» OBJECTIVE
Copy out the records below, renaming "lane-occupancy tally" to "pitch headcount" everywhere and keeping everything else the same. Leave the pictures out of your copy.

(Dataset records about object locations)
## BEGIN

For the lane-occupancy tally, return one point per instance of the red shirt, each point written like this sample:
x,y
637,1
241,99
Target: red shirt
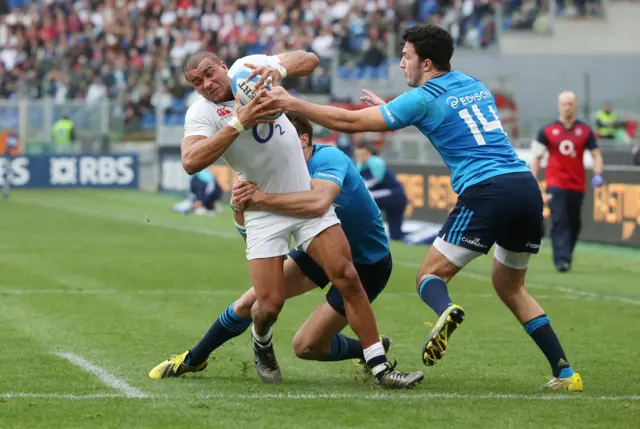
x,y
565,168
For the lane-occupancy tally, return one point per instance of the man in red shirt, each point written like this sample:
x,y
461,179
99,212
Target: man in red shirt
x,y
566,140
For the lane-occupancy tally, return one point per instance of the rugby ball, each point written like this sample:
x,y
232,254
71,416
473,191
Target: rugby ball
x,y
240,84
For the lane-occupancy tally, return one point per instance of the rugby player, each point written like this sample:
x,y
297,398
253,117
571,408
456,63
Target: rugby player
x,y
274,161
336,182
499,199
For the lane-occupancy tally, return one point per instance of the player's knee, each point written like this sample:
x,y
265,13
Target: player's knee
x,y
242,307
444,274
272,306
345,278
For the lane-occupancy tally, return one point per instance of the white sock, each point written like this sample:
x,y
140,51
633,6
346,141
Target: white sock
x,y
372,352
264,340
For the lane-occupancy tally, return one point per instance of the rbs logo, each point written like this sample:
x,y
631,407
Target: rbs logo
x,y
47,171
92,171
15,170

## END

» ANSWER
For the pitch headcount, return one point per instance of the red shirt, each point written like this sample:
x,y
637,1
241,99
Target: red shirt
x,y
565,168
For the pitch headcount, return one point per instance of the man in red shirt, each point written like this sample:
x,y
461,179
99,212
Target: man in red shirt
x,y
566,140
For the pitch headcount, return one point per instance of the rugby ball, each point written like this sample:
x,y
232,254
71,416
473,191
Target: rugby ball
x,y
240,84
For the pitch headcount, return one point per instance of the rugby player, each point written like this sample:
x,y
297,398
253,117
571,408
456,63
Target: rugby player
x,y
274,161
336,182
499,199
For the pitch headcount, return one point per instance of the player's knee, each point written like this sample:
x,y
265,13
Target: player's knee
x,y
242,307
444,274
272,306
345,278
For the pitch headcount, return one point per instance of the white sock, each point written like this sample:
x,y
140,51
633,6
346,141
Target: white sock
x,y
372,352
264,340
For the pitch headcount, return one point per instance of the rbs logo, each point written like this sample:
x,y
631,407
Target: rbs logo
x,y
47,171
92,171
15,170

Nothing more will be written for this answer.